_Given instruction_: Pull out each line in the items below that contains the word "distant", copying the lines in full.
** START Input material **
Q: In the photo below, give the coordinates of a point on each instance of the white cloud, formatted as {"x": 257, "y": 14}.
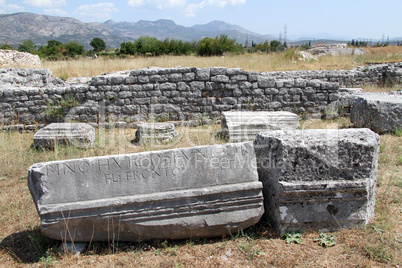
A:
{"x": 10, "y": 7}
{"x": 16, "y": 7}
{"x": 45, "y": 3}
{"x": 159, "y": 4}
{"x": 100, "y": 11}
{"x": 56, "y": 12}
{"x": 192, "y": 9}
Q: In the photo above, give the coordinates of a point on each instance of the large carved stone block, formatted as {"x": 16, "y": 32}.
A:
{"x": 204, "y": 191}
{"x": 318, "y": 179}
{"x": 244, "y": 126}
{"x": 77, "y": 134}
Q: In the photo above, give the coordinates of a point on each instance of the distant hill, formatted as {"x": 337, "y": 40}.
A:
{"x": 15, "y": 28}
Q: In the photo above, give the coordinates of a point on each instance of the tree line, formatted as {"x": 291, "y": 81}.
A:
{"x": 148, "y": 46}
** END Input material **
** START Input material **
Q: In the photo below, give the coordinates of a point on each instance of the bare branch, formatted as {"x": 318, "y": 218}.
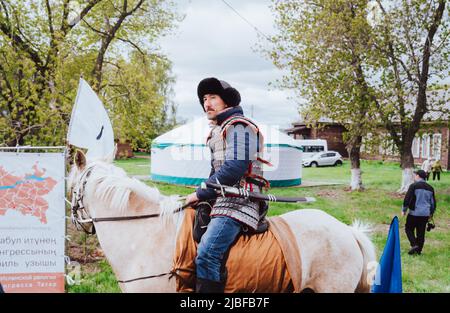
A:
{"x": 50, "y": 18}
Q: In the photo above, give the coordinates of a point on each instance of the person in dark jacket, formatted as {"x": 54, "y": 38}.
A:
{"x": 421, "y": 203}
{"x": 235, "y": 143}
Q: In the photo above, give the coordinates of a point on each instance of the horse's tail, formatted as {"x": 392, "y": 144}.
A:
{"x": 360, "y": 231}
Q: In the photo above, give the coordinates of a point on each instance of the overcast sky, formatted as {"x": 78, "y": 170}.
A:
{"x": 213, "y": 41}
** END Input material **
** START Input material **
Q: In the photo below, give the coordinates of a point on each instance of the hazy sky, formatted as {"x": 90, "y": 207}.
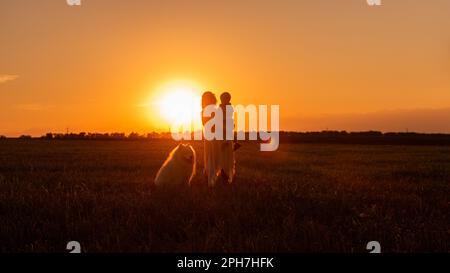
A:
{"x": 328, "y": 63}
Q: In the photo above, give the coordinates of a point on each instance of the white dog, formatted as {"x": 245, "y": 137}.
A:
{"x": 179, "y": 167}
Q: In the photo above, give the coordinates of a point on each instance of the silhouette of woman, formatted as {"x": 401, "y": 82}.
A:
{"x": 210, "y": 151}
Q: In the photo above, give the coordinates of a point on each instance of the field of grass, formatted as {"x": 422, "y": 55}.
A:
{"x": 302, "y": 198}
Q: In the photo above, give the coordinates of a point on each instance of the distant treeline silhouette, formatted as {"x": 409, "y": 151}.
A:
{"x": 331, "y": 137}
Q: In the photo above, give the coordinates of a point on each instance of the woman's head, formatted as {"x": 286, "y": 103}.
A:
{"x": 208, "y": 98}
** END Input material **
_Final answer_:
Q: In the photo above, give the coordinates of a point on each instance of the distant hill, formatted as {"x": 337, "y": 40}.
Q: In the photo above, give the coordinates of a point on each instance of the distant treeline silhouette, formatted as {"x": 409, "y": 151}.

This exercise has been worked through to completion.